*Task prompt*: Extract the lines below, word for word, from the line containing "Where can you see the stone" up to and including the line containing "column 264, row 420".

*Working data*:
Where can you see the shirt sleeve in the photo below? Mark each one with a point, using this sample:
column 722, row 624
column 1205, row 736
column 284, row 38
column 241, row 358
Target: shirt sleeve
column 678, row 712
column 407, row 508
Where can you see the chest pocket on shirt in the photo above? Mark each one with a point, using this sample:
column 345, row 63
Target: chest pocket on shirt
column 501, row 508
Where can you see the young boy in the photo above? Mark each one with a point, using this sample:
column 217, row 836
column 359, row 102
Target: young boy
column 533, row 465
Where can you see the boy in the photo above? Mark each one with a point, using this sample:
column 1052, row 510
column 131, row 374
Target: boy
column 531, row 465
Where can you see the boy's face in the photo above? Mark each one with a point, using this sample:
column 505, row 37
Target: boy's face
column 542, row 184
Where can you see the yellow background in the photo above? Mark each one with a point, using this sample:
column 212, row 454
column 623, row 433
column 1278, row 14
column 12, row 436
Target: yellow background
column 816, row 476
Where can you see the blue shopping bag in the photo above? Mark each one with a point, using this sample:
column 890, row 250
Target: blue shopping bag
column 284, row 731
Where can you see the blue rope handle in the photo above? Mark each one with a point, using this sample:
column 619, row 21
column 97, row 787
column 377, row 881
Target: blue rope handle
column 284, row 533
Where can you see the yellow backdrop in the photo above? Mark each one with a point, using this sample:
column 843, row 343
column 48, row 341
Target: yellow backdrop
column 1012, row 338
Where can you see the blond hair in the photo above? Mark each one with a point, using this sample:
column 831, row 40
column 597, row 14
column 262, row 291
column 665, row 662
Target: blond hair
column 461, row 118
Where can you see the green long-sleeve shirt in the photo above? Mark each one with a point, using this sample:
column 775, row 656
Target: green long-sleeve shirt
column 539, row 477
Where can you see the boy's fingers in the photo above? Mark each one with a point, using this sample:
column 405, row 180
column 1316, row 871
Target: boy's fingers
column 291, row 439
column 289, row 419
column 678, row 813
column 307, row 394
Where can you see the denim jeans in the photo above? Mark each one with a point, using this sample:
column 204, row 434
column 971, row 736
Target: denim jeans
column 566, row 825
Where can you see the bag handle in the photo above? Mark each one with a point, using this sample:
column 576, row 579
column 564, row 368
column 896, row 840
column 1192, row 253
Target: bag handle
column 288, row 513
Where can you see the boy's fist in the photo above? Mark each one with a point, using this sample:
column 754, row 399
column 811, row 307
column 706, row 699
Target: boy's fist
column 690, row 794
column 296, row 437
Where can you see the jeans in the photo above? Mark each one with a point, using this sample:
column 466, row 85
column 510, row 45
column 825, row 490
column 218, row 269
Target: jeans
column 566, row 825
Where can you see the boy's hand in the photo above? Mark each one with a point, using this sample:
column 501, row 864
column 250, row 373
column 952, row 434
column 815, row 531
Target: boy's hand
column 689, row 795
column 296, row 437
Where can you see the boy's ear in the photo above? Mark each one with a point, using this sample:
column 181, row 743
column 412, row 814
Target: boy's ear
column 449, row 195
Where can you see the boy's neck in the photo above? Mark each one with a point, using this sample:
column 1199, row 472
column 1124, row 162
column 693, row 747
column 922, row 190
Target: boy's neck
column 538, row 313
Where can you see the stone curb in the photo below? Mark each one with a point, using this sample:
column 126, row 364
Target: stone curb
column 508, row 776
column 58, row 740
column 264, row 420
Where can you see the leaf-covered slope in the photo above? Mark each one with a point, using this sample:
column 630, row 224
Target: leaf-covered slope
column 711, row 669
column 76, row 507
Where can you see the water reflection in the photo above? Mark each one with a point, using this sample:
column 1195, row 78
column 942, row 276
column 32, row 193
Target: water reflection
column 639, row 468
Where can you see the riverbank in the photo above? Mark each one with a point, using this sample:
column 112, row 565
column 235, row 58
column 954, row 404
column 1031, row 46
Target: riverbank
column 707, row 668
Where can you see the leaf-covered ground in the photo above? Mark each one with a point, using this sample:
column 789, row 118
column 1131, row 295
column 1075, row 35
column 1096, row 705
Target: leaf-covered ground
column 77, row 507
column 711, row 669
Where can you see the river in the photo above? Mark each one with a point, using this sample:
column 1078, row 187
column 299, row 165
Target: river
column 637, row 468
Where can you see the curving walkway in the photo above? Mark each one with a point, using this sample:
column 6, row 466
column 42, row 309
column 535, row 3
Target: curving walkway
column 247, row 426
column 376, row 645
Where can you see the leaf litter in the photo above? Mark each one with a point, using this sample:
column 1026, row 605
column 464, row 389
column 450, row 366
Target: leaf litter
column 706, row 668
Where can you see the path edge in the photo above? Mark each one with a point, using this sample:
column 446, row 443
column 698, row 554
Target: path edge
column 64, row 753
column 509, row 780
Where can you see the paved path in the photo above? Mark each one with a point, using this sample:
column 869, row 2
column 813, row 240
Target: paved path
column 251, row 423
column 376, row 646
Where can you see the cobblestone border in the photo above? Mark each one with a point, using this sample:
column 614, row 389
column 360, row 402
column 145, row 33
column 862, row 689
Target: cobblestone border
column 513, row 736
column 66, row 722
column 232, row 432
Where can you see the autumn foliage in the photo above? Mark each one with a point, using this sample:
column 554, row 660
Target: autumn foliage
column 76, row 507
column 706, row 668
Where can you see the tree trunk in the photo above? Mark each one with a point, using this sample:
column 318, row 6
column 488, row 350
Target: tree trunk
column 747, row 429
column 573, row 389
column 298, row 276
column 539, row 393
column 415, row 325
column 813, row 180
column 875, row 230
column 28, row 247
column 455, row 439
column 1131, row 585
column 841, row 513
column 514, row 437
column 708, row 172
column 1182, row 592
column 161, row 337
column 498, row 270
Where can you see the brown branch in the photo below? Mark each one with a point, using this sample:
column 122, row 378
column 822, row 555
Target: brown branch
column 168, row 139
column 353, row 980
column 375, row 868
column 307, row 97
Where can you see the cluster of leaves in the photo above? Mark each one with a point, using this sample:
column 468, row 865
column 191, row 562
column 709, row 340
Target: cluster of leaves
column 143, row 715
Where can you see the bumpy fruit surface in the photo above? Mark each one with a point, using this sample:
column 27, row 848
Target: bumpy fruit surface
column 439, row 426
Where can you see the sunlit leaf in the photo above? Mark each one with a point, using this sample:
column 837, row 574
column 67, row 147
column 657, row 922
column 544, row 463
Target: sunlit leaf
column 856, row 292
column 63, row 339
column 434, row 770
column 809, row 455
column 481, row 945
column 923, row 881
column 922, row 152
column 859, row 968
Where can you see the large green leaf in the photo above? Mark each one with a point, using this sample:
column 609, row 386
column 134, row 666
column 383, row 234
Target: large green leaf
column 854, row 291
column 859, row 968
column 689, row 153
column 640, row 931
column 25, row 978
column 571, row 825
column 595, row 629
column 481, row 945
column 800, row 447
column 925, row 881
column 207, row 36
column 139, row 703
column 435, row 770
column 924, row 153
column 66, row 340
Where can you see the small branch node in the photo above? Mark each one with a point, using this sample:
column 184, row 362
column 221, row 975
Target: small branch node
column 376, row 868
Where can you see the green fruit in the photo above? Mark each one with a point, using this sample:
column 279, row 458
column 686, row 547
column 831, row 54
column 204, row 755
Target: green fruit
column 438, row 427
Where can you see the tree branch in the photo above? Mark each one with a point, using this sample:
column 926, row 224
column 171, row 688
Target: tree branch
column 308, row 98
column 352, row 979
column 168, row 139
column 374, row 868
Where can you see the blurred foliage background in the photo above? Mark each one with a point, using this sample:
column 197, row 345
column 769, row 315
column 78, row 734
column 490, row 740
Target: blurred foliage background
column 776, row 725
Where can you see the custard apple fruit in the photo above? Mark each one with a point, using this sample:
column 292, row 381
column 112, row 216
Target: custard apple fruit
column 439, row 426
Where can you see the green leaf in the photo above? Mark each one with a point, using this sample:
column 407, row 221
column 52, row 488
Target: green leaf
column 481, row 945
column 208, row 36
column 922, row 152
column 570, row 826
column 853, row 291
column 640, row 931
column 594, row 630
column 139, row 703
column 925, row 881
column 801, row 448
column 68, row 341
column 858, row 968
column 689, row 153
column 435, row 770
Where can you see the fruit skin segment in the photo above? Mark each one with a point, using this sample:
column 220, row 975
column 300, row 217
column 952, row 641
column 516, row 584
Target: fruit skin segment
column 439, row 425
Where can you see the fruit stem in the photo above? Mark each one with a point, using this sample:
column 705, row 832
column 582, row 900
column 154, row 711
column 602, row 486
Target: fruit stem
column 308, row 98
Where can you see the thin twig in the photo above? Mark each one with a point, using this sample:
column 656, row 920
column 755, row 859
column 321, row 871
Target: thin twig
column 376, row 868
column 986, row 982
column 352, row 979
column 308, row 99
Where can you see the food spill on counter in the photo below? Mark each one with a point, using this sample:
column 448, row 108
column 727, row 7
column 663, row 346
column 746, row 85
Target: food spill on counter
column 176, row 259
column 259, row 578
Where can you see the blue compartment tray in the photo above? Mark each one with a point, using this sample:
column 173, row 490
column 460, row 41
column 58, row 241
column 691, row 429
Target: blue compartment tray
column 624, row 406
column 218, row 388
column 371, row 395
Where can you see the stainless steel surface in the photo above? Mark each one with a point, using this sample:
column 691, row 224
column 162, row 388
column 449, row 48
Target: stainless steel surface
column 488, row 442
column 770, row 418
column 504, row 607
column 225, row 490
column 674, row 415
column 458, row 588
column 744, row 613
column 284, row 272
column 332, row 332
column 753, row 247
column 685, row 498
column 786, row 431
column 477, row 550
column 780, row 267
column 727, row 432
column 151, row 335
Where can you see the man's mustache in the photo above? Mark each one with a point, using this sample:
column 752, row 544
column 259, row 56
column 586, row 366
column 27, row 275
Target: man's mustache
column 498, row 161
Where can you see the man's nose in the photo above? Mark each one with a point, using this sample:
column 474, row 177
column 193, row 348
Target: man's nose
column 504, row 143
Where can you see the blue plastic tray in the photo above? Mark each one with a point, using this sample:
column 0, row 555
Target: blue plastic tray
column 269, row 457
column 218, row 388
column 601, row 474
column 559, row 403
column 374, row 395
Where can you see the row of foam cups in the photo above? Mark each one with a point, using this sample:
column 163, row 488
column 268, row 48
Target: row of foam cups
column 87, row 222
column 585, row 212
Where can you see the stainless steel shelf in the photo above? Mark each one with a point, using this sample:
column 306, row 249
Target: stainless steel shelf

*Exercise response*:
Where can you see the stone curb in the photo below? Mark each one with a point, using this sample:
column 126, row 364
Target: stone curb
column 508, row 776
column 58, row 740
column 264, row 420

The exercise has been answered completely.